AIM>
Show every line of the records below that contains the word "silver".

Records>
[BEGIN]

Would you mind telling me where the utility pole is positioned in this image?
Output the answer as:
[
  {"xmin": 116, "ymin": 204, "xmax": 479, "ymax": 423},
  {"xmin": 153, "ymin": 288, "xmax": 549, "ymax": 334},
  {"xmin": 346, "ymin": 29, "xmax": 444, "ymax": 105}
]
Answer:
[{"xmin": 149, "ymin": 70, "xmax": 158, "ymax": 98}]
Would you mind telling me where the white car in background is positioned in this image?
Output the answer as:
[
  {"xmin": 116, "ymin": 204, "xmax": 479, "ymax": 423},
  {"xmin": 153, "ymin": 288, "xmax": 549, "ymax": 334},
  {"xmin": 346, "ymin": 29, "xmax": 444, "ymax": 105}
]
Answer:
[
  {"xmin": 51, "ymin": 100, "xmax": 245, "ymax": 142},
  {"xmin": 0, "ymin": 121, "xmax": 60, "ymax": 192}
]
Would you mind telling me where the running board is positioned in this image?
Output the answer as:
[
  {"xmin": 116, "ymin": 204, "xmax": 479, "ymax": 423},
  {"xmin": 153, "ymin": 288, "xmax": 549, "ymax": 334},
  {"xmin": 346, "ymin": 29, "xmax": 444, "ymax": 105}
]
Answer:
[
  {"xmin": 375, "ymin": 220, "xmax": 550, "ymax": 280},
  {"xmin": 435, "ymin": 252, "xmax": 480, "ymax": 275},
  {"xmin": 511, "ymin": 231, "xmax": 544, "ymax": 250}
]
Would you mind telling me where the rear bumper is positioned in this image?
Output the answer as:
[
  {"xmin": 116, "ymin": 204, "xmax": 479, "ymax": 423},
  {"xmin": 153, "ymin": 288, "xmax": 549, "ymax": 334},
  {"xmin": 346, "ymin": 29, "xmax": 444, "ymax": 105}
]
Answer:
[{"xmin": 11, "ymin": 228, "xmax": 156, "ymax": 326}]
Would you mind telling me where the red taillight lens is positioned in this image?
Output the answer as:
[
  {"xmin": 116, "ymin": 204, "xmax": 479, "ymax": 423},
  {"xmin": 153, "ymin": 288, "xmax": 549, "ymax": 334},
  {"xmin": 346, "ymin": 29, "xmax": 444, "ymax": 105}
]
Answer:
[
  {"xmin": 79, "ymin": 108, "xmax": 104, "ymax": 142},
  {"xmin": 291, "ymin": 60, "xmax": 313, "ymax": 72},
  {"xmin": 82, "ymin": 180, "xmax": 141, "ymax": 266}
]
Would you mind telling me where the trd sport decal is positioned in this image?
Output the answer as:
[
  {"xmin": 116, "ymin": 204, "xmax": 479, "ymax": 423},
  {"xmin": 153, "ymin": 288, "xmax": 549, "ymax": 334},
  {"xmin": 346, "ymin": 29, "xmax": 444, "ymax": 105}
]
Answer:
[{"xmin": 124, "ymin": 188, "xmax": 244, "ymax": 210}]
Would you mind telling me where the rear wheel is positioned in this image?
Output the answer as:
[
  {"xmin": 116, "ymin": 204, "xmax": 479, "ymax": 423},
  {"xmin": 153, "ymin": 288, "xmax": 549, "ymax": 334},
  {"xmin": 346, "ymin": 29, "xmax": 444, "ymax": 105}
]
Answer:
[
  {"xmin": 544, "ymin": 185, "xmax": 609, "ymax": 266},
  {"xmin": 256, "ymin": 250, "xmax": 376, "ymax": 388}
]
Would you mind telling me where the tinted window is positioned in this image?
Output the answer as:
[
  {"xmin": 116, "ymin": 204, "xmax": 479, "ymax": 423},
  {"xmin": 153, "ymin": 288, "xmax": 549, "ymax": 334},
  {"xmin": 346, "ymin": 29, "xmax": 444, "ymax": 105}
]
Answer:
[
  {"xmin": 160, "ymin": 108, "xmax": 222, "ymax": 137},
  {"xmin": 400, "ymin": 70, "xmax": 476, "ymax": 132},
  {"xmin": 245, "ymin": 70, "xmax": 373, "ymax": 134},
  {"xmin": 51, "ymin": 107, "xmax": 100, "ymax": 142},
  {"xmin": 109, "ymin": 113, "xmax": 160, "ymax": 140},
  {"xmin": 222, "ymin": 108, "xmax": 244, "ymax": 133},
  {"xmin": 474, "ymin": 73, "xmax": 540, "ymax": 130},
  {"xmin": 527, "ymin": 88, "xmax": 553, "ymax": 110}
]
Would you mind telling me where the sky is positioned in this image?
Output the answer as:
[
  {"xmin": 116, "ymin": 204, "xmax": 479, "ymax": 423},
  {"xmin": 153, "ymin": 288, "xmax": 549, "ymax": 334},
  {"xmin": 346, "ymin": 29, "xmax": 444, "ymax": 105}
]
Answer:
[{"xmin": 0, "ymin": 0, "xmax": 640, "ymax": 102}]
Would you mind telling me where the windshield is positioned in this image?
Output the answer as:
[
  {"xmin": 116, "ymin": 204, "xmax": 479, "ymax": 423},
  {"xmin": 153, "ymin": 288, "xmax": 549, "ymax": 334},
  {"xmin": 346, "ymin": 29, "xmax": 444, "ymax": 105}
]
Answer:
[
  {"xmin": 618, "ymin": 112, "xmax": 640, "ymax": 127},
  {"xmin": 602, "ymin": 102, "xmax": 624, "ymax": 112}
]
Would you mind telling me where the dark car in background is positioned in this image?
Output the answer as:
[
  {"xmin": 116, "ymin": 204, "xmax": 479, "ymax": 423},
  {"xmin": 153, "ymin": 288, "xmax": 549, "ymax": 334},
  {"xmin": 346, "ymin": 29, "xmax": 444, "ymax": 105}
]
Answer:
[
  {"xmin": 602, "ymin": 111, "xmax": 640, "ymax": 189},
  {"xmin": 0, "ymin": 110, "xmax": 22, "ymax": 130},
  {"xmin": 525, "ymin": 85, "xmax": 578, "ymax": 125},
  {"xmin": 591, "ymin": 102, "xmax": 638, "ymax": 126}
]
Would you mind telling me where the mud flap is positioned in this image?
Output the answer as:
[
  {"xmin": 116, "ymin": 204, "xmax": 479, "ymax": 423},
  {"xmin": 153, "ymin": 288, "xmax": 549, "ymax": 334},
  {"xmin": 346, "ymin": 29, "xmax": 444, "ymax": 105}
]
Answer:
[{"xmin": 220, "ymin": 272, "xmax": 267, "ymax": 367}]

[END]
[BEGIN]

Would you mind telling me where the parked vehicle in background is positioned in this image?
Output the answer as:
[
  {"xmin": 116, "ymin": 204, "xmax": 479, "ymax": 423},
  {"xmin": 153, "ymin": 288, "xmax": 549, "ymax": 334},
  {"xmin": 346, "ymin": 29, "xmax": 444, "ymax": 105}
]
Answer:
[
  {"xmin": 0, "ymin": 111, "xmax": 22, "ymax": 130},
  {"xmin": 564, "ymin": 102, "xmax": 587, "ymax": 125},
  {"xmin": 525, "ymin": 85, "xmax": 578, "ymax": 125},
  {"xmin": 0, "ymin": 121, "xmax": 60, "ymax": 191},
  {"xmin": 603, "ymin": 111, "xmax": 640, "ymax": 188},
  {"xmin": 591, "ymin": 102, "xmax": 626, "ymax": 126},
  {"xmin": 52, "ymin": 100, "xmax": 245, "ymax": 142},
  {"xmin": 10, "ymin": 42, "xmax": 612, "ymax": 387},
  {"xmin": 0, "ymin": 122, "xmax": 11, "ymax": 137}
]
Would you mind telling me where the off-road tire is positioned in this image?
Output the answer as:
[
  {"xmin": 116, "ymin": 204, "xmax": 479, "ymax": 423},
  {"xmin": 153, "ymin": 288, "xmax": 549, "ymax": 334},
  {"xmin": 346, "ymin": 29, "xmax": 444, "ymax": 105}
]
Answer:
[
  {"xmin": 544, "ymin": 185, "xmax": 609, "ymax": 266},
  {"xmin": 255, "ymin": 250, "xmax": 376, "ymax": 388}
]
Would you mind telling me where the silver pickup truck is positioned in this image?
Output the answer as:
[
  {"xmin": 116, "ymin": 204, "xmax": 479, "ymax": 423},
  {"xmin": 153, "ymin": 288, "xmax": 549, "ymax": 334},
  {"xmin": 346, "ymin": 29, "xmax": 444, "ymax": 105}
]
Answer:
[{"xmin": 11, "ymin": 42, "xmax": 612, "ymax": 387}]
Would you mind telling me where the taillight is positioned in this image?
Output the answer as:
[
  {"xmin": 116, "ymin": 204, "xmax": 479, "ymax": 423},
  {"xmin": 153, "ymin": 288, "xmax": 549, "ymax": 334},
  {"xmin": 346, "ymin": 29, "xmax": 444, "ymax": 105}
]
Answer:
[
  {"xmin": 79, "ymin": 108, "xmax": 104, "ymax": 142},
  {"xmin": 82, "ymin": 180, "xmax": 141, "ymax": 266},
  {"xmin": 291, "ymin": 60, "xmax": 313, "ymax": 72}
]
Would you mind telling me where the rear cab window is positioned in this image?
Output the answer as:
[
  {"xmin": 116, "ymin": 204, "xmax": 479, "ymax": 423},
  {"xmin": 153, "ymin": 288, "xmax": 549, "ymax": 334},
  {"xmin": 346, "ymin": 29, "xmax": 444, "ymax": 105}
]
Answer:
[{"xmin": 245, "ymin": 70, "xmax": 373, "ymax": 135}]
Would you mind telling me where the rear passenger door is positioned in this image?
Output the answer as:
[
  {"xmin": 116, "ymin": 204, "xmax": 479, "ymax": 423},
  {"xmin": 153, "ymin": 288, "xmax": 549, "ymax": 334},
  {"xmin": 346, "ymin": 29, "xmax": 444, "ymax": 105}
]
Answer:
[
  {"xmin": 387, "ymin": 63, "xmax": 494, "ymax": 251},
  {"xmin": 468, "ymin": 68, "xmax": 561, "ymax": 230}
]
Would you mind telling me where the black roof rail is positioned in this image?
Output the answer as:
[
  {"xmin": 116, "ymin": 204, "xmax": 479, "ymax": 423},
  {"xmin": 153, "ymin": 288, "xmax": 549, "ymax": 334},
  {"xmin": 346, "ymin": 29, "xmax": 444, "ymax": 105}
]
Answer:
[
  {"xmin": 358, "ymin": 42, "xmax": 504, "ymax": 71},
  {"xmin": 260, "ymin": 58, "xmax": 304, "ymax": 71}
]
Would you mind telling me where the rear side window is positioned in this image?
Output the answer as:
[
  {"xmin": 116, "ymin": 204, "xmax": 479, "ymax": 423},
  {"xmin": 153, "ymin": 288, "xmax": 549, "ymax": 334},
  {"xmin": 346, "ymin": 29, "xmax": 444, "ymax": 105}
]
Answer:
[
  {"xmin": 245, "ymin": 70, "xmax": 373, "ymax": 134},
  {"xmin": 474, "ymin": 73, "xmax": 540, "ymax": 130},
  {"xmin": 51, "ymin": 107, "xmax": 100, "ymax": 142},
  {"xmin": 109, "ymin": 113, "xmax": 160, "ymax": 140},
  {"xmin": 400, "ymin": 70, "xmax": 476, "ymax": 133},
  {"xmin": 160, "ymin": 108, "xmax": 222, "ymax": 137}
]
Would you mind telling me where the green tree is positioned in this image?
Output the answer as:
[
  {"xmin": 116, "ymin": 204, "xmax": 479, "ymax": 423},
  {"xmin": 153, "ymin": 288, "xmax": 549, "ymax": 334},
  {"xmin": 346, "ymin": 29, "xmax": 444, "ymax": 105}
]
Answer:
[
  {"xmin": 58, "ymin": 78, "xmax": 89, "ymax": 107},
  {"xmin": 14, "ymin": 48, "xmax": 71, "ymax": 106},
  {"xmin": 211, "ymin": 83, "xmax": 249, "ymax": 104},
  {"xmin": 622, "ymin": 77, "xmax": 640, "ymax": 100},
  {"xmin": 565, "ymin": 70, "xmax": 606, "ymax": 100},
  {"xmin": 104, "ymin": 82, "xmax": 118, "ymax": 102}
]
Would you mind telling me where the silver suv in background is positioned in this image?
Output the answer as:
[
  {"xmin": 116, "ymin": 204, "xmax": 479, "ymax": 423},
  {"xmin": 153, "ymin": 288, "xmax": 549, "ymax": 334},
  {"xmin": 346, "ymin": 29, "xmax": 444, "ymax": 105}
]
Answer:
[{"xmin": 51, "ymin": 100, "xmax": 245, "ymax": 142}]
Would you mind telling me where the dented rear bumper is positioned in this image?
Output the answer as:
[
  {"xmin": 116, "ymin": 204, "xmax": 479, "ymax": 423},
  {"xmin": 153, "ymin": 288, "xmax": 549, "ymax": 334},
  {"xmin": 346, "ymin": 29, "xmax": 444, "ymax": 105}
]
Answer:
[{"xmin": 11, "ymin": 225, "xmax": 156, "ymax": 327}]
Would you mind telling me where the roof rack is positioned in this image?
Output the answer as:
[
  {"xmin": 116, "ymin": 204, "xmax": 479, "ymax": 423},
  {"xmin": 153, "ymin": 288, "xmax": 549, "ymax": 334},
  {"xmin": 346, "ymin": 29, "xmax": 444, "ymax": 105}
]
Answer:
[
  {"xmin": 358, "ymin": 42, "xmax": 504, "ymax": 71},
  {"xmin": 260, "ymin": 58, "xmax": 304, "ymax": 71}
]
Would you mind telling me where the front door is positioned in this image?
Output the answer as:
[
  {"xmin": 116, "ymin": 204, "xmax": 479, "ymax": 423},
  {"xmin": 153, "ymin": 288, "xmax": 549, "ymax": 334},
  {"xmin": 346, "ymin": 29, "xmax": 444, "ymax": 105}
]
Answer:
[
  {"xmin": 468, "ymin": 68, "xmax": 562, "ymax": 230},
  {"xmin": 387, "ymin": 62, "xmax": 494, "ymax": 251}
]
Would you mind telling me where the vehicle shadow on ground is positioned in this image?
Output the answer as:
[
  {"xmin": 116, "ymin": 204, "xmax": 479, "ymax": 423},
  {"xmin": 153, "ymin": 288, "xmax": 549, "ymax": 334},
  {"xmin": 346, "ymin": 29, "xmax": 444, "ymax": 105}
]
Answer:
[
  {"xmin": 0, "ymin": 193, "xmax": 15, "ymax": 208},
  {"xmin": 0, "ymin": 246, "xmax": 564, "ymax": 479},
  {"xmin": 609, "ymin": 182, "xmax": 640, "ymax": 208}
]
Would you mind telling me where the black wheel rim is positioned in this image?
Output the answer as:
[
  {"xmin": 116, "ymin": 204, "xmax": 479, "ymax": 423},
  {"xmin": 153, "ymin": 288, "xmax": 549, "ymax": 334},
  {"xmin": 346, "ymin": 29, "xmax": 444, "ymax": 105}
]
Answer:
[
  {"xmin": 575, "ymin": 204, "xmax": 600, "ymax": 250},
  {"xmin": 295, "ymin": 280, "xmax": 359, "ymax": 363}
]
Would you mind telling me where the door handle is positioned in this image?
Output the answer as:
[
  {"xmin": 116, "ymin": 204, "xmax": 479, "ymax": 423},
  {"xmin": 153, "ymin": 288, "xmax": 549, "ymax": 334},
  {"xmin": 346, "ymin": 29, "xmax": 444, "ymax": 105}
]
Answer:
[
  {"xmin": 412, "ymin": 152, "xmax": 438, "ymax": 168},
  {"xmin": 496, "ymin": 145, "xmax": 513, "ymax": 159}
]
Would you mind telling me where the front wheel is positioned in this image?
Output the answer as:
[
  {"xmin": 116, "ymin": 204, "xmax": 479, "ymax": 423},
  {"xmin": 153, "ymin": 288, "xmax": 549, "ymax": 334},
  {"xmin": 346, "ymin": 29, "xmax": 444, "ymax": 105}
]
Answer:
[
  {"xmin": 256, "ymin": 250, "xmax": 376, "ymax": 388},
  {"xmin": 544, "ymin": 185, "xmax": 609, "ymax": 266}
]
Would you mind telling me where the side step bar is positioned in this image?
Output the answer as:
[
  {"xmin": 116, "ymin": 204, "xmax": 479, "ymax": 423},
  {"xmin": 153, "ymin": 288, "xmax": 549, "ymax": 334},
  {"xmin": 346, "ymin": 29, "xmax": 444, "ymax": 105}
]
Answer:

[END]
[BEGIN]

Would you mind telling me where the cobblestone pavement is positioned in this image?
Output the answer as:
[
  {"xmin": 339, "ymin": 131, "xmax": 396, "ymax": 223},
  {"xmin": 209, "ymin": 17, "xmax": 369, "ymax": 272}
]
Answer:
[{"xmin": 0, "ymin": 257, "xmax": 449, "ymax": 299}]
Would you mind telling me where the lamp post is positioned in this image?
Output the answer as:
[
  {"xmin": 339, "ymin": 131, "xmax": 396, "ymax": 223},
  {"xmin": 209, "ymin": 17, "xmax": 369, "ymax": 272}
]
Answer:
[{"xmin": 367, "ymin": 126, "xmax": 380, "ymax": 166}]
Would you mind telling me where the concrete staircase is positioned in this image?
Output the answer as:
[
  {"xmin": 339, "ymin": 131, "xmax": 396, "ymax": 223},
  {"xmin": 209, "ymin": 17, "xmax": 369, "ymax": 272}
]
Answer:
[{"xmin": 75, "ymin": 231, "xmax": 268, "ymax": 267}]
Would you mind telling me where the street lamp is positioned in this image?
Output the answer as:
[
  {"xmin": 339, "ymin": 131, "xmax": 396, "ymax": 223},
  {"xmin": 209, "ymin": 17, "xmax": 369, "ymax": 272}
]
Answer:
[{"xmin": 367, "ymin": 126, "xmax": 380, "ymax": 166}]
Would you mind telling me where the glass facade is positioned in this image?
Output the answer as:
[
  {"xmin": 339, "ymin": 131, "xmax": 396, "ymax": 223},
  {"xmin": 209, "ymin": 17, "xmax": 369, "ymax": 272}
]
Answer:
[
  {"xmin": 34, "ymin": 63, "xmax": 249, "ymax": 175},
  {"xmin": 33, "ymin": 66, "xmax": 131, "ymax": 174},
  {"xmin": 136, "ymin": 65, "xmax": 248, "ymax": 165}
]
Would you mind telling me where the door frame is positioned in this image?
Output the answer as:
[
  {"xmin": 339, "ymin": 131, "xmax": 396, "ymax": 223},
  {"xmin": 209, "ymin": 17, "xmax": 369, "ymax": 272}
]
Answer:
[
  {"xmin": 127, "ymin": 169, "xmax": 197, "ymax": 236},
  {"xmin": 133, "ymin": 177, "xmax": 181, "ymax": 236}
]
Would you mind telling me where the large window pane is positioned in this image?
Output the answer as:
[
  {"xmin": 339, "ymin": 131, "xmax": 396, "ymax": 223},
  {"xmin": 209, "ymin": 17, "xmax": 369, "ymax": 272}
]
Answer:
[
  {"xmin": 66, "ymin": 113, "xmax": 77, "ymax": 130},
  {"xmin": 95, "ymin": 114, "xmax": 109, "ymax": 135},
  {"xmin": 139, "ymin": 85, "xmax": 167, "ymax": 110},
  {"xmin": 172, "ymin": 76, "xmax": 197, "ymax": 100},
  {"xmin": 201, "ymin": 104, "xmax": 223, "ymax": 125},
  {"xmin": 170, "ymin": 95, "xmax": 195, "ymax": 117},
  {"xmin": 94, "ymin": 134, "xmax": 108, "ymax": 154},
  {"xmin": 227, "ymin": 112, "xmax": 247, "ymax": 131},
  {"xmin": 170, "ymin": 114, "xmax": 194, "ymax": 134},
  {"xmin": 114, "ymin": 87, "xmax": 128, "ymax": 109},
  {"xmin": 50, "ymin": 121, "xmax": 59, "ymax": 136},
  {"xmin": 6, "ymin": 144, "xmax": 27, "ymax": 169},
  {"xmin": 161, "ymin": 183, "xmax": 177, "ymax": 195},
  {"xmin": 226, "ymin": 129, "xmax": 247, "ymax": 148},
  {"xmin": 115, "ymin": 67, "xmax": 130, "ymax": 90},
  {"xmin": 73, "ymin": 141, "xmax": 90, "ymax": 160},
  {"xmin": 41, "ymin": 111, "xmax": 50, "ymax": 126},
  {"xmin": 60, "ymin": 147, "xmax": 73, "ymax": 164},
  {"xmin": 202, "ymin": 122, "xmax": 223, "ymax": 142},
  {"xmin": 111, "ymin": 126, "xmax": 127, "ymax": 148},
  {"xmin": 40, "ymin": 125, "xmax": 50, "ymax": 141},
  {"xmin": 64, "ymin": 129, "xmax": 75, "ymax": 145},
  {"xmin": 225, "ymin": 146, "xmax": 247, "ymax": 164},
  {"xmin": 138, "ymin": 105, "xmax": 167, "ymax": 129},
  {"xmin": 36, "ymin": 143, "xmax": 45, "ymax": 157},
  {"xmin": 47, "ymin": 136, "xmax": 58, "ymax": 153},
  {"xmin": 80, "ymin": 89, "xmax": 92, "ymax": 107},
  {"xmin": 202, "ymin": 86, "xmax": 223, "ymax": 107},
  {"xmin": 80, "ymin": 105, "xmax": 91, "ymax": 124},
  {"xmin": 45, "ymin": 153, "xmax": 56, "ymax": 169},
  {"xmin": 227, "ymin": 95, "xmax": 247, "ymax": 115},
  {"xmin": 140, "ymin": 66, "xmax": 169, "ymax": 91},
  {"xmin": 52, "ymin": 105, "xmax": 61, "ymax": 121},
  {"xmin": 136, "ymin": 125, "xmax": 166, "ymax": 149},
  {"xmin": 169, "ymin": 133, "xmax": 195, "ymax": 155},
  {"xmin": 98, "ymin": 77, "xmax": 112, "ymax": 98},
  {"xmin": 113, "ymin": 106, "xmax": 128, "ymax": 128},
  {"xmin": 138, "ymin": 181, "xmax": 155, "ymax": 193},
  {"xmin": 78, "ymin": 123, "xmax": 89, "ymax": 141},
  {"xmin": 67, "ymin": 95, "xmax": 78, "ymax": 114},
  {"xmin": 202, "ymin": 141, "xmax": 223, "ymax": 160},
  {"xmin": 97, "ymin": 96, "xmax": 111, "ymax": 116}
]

[END]

CORRECT ANSWER>
Would you mind telling me where the silver pickup truck is positioned in this image?
Would you mind telling me where the silver suv in background is positioned in this image?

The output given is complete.